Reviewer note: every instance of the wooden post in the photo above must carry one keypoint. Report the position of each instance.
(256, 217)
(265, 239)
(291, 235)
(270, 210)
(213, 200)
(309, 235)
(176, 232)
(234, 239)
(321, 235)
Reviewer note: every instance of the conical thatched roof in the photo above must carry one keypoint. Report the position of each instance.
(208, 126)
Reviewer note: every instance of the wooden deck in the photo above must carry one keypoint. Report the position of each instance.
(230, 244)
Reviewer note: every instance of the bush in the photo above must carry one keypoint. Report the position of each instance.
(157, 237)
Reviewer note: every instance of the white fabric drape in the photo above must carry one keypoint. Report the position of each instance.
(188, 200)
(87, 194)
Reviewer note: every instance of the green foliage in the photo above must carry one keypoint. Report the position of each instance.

» WHAT YOU WILL DO: Reproduce the records above, switching "keypoint" to "marker" throughout and leaving everything else unchanged.

» SOLVED PROBLEM:
Reviewer note: every instance of the wooden post in the photo above must carry one marker. Report the position of each instance.
(256, 217)
(265, 239)
(291, 235)
(270, 210)
(213, 200)
(309, 235)
(176, 232)
(234, 239)
(321, 235)
Reviewer note: every instance of the conical thatched roof in the photo above must carry one marker. Report the position of each instance.
(208, 126)
Reviewer note: every instance of the wooden deck in the photo above must carry one marker. Report the position of each instance.
(230, 244)
Reviewer note: every instance of the bush in the photo above must carry one marker. Report the position of each instance.
(157, 237)
Reviewer note: every instance of the white fabric drape in the photo above must carry one marker. Report the position of each instance.
(188, 200)
(87, 194)
Reviewer note: every instance of the green foliage in the photo above must carry one marker. Report the position of each instance.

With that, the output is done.